**What to produce:** Reproduce the data below verbatim, beginning at the line that contains "of the <item>driver's" and continuing through the end of the data. Omit any pictures.

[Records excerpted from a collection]
━━━━━━━━━━━━━━━━━━━━━━━━━━━━━━
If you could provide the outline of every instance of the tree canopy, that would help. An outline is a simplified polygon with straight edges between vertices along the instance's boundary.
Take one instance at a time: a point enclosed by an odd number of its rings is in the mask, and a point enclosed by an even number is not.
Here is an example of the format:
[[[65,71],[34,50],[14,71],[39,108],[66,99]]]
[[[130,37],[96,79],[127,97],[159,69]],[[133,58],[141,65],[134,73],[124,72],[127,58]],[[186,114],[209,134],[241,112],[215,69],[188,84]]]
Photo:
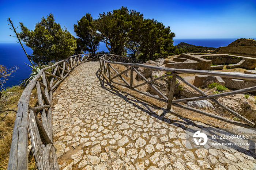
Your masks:
[[[136,23],[143,20],[143,15],[127,7],[99,14],[95,25],[101,41],[110,54],[121,55],[127,47],[128,39],[135,36]],[[138,24],[137,24],[138,25]]]
[[[95,54],[99,45],[100,38],[97,36],[93,17],[86,13],[74,24],[74,31],[79,37],[77,40],[78,48],[89,53]]]
[[[154,19],[145,19],[143,14],[127,7],[100,13],[98,19],[90,23],[92,25],[87,24],[83,30],[90,29],[91,32],[90,28],[93,27],[94,38],[98,36],[97,39],[105,44],[110,54],[128,53],[145,61],[166,57],[175,52],[173,38],[175,34],[169,27],[166,27]],[[75,30],[77,28],[74,26]],[[82,33],[76,32],[79,37],[82,36]]]
[[[175,34],[171,32],[170,27],[165,27],[162,23],[154,19],[143,22],[139,58],[144,61],[155,60],[161,57],[171,55],[175,49],[173,38]]]
[[[29,59],[37,65],[57,62],[74,54],[76,48],[75,37],[66,28],[56,23],[50,13],[37,23],[35,30],[30,30],[20,23],[22,32],[19,36],[27,46],[32,49]]]

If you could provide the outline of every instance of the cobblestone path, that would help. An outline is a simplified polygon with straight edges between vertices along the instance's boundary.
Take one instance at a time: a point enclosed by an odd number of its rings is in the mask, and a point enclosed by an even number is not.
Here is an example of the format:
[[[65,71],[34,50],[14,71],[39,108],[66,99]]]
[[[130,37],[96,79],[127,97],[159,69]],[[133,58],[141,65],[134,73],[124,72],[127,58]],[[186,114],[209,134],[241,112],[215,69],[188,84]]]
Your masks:
[[[54,93],[53,137],[61,169],[256,169],[255,150],[185,145],[187,128],[208,126],[113,88],[99,66],[80,65]]]

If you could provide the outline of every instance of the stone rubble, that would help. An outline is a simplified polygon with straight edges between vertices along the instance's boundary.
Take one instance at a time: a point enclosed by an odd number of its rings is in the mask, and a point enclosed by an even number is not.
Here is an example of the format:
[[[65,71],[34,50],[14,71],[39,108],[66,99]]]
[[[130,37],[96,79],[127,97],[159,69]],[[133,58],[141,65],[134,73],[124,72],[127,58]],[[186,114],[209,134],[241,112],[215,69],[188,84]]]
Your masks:
[[[187,145],[186,128],[209,126],[159,116],[161,108],[110,86],[99,67],[81,64],[53,94],[54,144],[59,161],[65,160],[60,169],[256,169],[252,150]]]

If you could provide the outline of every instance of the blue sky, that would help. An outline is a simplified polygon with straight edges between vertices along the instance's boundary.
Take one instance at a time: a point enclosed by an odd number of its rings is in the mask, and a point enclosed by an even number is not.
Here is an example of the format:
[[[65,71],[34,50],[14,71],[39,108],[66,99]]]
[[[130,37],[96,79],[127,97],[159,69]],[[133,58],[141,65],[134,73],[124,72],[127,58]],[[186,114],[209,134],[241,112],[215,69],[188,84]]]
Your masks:
[[[73,26],[87,13],[99,13],[126,6],[170,27],[176,39],[256,38],[256,0],[0,0],[0,42],[14,42],[10,36],[10,18],[30,30],[35,23],[53,14],[55,22],[73,35]],[[20,30],[18,30],[20,31]]]

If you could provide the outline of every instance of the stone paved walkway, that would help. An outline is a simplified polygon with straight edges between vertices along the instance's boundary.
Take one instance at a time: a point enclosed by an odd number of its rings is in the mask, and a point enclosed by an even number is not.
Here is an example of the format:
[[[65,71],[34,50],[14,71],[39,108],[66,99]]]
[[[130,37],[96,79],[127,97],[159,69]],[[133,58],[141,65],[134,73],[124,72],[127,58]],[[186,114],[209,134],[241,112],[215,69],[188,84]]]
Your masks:
[[[99,65],[80,65],[54,93],[53,133],[61,169],[256,169],[255,150],[186,145],[186,128],[208,126],[113,88]]]

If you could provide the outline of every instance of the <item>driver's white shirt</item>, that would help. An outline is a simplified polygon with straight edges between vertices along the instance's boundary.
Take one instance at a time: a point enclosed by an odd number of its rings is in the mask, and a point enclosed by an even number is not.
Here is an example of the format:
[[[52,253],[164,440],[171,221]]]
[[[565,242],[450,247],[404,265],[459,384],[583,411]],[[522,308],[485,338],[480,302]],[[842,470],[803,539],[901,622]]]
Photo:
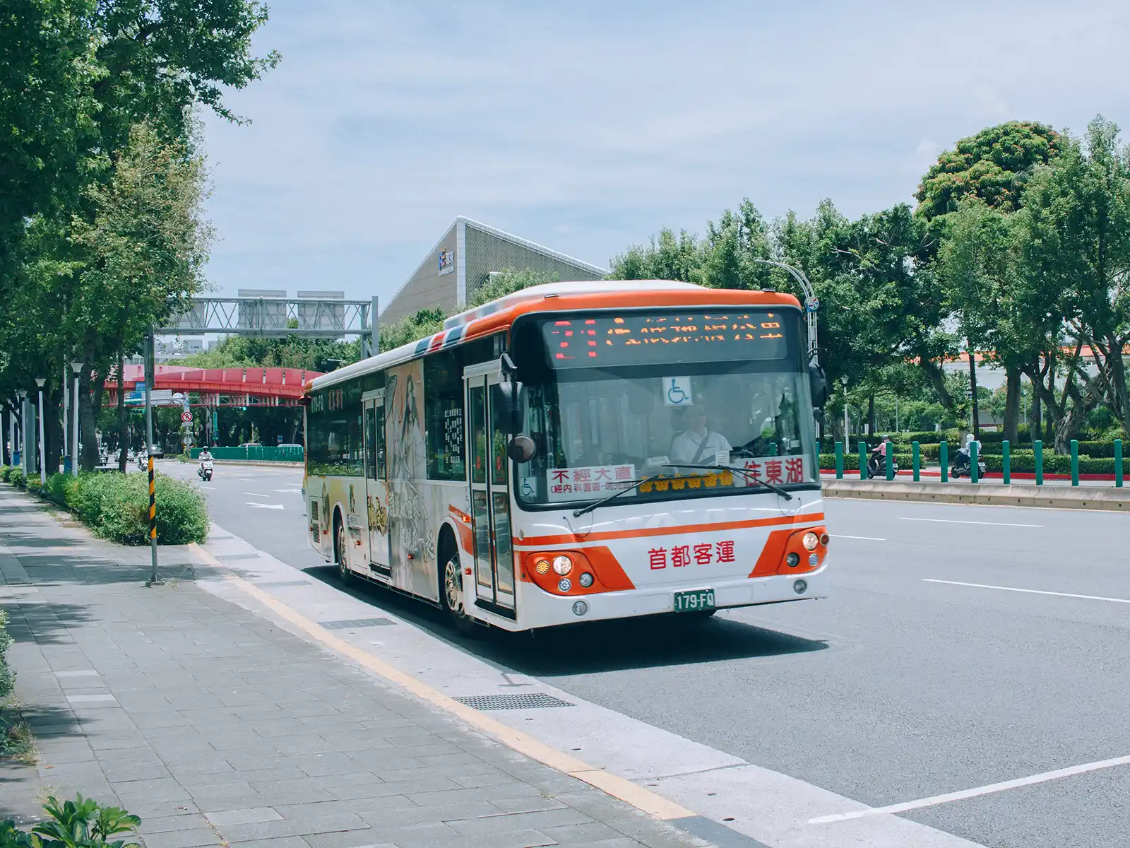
━━━━━━━━━━━━━━━━━━━━━━━━━━━━━━
**Result of the task:**
If you could provide the outline of every instance of the <item>driver's white shirt</item>, that would help. An outline is a simplified polygon with straight edges between vertices along the instance's boundary.
Take one instance at a time: a point enclosed by an odd number of its rings is in the mask, and a point enclosed by an even number is not.
Here is an example of the format:
[[[52,253],[164,440],[171,221]]]
[[[565,242],[450,247],[404,265],[459,384],[583,411]],[[522,308],[485,338],[480,302]],[[842,470],[803,539],[901,622]]]
Photo:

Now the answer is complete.